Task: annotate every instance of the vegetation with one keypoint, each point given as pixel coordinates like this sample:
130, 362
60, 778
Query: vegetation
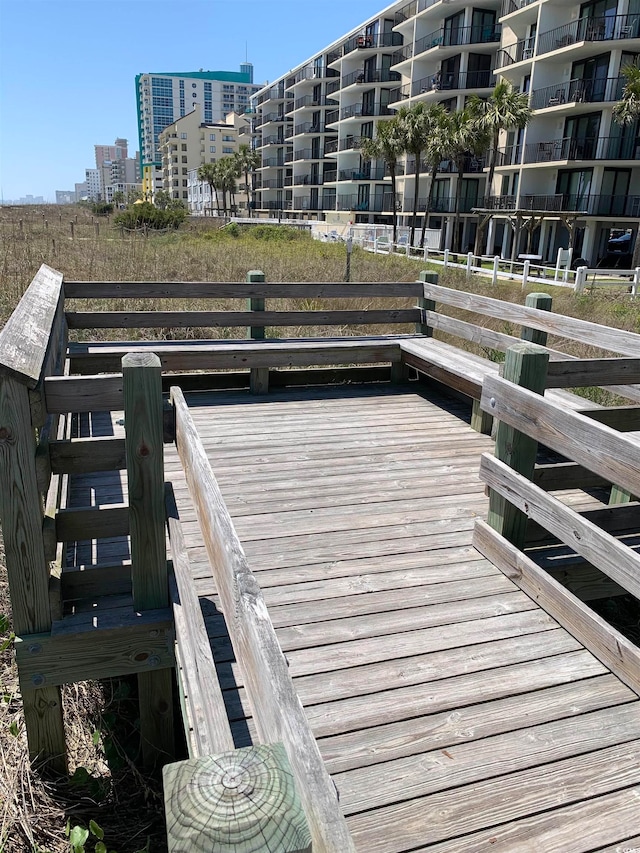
147, 215
105, 793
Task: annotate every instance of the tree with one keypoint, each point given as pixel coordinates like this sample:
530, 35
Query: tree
466, 139
414, 130
209, 173
627, 110
387, 146
505, 109
625, 113
439, 121
247, 161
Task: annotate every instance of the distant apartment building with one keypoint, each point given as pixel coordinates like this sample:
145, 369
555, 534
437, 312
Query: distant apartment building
188, 143
162, 98
572, 166
92, 180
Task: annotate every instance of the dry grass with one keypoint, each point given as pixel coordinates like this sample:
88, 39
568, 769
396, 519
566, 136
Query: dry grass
33, 809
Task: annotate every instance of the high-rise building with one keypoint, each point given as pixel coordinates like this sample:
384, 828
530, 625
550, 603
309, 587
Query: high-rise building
162, 98
572, 176
188, 142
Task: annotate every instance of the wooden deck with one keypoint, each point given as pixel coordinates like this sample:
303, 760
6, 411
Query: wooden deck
452, 712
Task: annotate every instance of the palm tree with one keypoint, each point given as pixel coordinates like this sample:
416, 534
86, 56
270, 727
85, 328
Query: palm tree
247, 161
625, 113
439, 121
414, 129
387, 146
506, 109
627, 110
466, 139
209, 173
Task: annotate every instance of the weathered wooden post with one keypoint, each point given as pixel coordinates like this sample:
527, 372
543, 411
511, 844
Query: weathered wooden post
24, 345
543, 302
526, 365
259, 380
244, 800
142, 385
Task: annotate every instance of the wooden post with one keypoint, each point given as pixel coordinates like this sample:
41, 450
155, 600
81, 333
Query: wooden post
245, 800
543, 302
142, 386
259, 381
27, 566
525, 365
424, 304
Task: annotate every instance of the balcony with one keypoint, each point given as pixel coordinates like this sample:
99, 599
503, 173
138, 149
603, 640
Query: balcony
374, 204
362, 42
510, 6
454, 37
586, 148
308, 154
367, 174
613, 28
578, 91
359, 110
594, 205
351, 143
448, 82
517, 52
372, 76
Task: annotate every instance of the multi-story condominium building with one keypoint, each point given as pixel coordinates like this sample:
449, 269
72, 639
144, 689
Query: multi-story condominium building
572, 166
92, 180
573, 163
188, 143
162, 98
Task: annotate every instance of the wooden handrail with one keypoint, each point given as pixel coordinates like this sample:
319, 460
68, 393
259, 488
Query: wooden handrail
277, 712
32, 336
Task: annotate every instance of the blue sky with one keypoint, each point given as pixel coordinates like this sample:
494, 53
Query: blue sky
67, 68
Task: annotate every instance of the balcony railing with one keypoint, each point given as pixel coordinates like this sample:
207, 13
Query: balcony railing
362, 75
472, 165
371, 41
367, 174
350, 143
585, 148
358, 110
448, 81
309, 127
516, 52
308, 154
308, 180
374, 204
453, 37
595, 205
510, 6
607, 28
576, 91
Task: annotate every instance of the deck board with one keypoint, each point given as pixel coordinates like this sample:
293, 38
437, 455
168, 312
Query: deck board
453, 713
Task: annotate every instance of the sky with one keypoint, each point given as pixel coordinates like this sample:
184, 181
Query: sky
68, 67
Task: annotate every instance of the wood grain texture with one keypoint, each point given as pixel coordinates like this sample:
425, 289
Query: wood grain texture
237, 290
276, 707
206, 705
598, 447
235, 802
25, 337
618, 653
211, 319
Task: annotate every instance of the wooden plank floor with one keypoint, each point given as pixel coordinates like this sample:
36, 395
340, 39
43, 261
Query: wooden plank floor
452, 712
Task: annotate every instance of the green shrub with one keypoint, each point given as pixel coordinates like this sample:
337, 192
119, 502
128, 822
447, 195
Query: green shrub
145, 214
277, 232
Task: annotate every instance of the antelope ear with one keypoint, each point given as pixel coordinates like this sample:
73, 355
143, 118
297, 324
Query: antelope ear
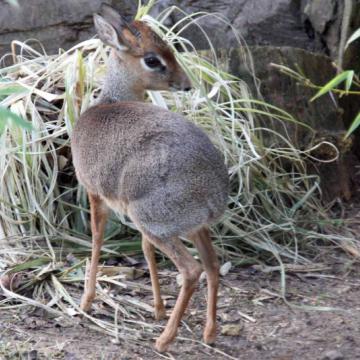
108, 34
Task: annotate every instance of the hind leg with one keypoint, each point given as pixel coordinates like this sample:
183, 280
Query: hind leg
149, 253
99, 214
210, 262
190, 270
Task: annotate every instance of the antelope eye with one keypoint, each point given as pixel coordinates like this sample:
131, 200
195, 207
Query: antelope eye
152, 62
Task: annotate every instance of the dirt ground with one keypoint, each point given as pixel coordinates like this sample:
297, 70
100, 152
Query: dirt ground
254, 322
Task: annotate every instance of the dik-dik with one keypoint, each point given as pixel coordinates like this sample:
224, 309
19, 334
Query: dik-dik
151, 164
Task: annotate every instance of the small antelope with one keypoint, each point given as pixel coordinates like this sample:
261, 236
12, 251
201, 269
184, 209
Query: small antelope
151, 164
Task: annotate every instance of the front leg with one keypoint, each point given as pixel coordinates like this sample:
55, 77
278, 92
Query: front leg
99, 214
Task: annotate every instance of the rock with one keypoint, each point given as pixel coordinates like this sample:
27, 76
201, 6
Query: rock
60, 24
286, 93
57, 24
332, 355
231, 329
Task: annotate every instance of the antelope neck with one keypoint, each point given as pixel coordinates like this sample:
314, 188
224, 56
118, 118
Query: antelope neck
120, 82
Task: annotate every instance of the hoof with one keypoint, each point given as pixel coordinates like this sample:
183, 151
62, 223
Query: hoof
210, 335
85, 304
161, 345
160, 312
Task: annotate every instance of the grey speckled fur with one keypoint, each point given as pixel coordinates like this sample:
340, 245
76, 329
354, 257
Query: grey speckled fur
152, 164
147, 162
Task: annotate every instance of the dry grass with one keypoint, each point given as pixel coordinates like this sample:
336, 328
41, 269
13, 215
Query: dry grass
274, 212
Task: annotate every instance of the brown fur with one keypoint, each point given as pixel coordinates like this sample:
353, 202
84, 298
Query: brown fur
152, 164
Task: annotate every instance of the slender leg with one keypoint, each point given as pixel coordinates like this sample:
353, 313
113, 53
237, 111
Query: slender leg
99, 215
149, 252
210, 262
190, 270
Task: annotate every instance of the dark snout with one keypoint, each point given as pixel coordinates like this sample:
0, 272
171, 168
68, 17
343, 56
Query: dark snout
185, 83
181, 82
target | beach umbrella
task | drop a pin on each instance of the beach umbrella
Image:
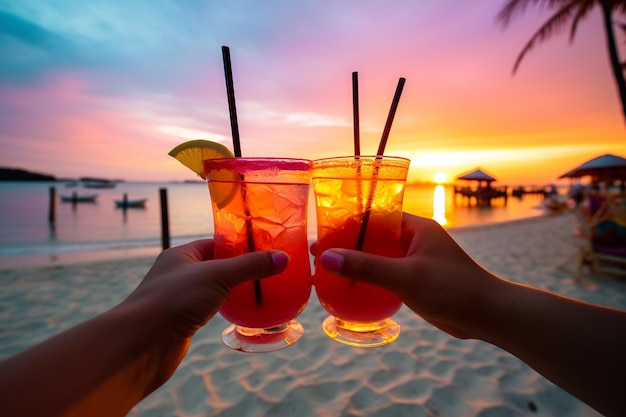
(476, 175)
(606, 167)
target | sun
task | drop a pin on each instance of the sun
(441, 177)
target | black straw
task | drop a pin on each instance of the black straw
(355, 113)
(379, 154)
(234, 127)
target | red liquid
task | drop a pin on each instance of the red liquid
(277, 216)
(351, 300)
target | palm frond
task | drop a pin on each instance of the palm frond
(551, 27)
(584, 8)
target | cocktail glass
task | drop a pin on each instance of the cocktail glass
(358, 201)
(261, 203)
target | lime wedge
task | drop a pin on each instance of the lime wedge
(192, 154)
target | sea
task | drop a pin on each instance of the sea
(99, 230)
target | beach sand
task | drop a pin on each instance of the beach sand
(424, 373)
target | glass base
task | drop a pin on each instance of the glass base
(372, 334)
(247, 339)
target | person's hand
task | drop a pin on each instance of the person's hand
(436, 278)
(189, 286)
(186, 287)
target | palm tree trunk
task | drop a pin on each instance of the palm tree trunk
(618, 73)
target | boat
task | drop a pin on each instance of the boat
(99, 184)
(75, 198)
(136, 203)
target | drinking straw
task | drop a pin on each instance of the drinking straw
(234, 127)
(357, 135)
(379, 154)
(355, 113)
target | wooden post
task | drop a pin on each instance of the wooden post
(165, 228)
(52, 206)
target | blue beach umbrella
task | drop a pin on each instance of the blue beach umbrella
(476, 175)
(606, 167)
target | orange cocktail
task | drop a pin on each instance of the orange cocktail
(261, 203)
(359, 206)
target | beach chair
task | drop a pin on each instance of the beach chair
(603, 239)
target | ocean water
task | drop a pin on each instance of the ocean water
(91, 231)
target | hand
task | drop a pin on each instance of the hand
(187, 285)
(105, 365)
(436, 278)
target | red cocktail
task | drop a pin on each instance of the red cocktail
(261, 203)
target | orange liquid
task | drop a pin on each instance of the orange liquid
(275, 215)
(339, 204)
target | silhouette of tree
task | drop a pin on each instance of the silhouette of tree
(571, 12)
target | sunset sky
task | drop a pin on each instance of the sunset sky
(107, 87)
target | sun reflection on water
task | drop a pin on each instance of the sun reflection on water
(439, 205)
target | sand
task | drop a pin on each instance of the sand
(424, 373)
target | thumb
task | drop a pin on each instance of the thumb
(250, 266)
(365, 267)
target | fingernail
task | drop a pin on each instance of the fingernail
(280, 260)
(332, 261)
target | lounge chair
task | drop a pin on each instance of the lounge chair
(603, 235)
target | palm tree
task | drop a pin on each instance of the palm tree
(572, 12)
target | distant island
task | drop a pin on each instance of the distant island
(16, 174)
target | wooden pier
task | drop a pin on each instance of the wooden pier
(482, 195)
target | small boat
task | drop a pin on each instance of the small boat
(99, 184)
(75, 198)
(136, 203)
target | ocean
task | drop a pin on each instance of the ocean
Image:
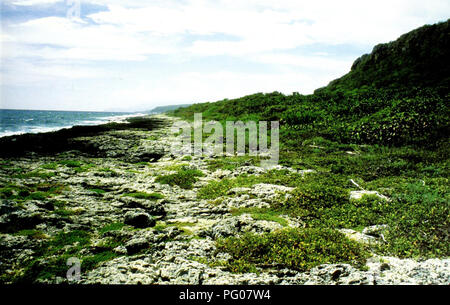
(14, 122)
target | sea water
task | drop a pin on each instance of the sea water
(13, 122)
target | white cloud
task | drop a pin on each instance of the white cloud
(32, 2)
(263, 33)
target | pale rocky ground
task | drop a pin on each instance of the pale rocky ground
(181, 251)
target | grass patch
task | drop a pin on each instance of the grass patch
(143, 195)
(184, 178)
(34, 234)
(115, 226)
(261, 214)
(298, 249)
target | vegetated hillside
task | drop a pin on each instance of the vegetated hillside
(162, 109)
(398, 95)
(420, 58)
(384, 125)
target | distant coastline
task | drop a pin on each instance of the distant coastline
(18, 122)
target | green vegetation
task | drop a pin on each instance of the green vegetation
(50, 258)
(40, 191)
(299, 249)
(115, 226)
(184, 178)
(384, 125)
(143, 195)
(261, 214)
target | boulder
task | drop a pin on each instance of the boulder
(139, 219)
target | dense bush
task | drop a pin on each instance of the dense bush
(184, 178)
(299, 249)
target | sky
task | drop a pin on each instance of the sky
(110, 55)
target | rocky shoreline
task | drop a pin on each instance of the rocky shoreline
(142, 231)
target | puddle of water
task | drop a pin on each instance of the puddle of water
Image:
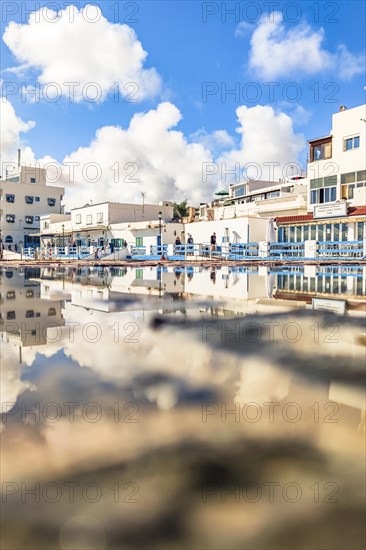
(181, 407)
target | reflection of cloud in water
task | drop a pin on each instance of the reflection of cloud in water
(125, 359)
(261, 382)
(10, 375)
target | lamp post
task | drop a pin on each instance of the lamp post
(160, 215)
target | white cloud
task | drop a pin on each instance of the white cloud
(276, 52)
(267, 137)
(11, 128)
(66, 47)
(150, 156)
(214, 141)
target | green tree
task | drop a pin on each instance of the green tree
(181, 209)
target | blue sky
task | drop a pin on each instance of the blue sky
(311, 52)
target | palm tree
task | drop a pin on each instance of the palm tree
(181, 209)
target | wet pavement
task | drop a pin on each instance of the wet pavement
(183, 407)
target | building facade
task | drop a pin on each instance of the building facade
(24, 197)
(337, 186)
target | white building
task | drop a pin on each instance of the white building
(337, 186)
(337, 164)
(24, 197)
(259, 198)
(95, 225)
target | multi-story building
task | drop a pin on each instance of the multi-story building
(94, 225)
(24, 197)
(258, 198)
(337, 185)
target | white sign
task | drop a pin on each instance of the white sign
(335, 306)
(332, 210)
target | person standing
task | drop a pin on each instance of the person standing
(213, 241)
(177, 245)
(190, 244)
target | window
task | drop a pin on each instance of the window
(350, 177)
(336, 232)
(321, 150)
(351, 143)
(323, 195)
(361, 176)
(240, 191)
(360, 230)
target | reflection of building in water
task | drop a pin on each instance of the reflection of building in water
(25, 318)
(303, 283)
(349, 397)
(102, 288)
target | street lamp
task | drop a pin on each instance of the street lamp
(160, 215)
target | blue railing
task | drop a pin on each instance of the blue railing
(286, 251)
(339, 250)
(323, 250)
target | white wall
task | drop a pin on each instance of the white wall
(345, 124)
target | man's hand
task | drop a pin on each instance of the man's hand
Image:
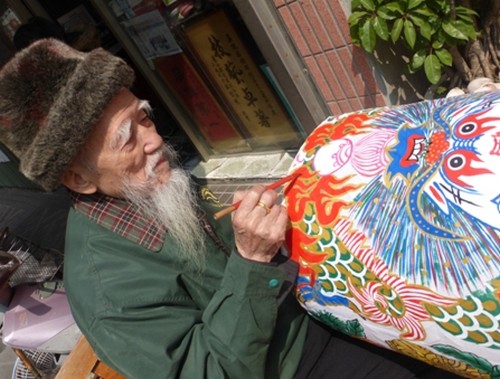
(259, 224)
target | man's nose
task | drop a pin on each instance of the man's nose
(152, 140)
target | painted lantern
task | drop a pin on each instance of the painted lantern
(396, 227)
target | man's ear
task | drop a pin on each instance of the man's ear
(78, 183)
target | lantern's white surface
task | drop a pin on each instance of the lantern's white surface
(396, 227)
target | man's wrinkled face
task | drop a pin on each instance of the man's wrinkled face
(125, 145)
(126, 158)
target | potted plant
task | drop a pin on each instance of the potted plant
(453, 41)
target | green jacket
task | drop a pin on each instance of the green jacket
(148, 315)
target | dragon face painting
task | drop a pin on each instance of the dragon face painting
(395, 223)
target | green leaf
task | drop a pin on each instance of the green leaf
(367, 36)
(395, 7)
(409, 33)
(444, 57)
(380, 27)
(437, 44)
(424, 27)
(368, 5)
(417, 60)
(461, 10)
(385, 13)
(467, 29)
(414, 3)
(396, 30)
(356, 17)
(355, 4)
(453, 29)
(424, 11)
(432, 68)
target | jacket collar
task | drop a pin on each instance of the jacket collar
(121, 217)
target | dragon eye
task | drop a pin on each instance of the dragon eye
(468, 128)
(456, 162)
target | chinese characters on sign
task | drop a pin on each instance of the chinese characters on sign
(225, 59)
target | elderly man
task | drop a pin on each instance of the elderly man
(159, 289)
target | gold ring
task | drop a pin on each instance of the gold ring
(264, 206)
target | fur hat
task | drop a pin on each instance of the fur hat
(51, 96)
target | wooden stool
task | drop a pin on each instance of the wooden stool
(82, 363)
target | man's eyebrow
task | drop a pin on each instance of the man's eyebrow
(122, 134)
(146, 107)
(125, 129)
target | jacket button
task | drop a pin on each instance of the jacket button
(273, 283)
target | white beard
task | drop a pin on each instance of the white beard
(173, 205)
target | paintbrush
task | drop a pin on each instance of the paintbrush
(272, 186)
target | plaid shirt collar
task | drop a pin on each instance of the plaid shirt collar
(121, 217)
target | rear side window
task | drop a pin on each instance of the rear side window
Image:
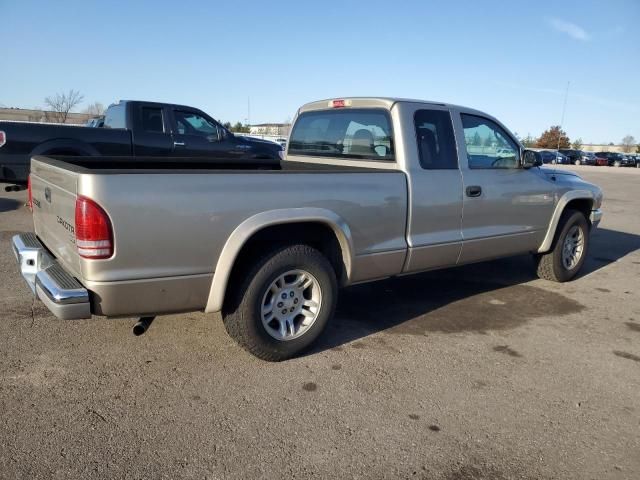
(115, 116)
(345, 133)
(436, 143)
(152, 120)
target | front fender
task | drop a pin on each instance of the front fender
(557, 213)
(257, 222)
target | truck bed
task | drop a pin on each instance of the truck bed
(178, 165)
(171, 219)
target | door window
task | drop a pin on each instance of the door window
(436, 144)
(488, 145)
(189, 123)
(152, 120)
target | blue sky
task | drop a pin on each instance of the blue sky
(511, 59)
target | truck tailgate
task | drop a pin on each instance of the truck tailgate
(54, 198)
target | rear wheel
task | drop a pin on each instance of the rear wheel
(283, 304)
(568, 251)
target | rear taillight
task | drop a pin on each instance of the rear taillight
(29, 194)
(94, 237)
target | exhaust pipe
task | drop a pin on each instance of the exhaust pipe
(142, 326)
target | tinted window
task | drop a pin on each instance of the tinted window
(436, 144)
(345, 133)
(488, 145)
(190, 123)
(115, 116)
(152, 120)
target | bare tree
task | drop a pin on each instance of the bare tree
(95, 109)
(628, 142)
(62, 103)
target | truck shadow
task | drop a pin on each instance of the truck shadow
(473, 298)
(8, 204)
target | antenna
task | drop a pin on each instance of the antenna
(564, 109)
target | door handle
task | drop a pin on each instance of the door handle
(474, 191)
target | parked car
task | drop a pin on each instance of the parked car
(553, 157)
(588, 158)
(573, 156)
(131, 128)
(616, 159)
(270, 248)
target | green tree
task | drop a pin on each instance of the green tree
(528, 141)
(554, 137)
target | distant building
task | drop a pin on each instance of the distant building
(274, 129)
(27, 115)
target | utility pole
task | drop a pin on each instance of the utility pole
(564, 108)
(249, 111)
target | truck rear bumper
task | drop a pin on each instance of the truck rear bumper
(63, 295)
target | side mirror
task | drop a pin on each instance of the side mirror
(216, 137)
(529, 159)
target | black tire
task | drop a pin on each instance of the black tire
(242, 313)
(550, 265)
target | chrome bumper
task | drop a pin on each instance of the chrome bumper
(596, 216)
(63, 295)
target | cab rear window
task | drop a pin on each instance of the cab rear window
(345, 133)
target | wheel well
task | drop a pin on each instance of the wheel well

WHAT TO PRODUCE:
Within the listing above, find every line containing the string "puddle" and return it.

TASK ANSWER:
target | puddle of water
task | drop a pin on each instance of the puddle of water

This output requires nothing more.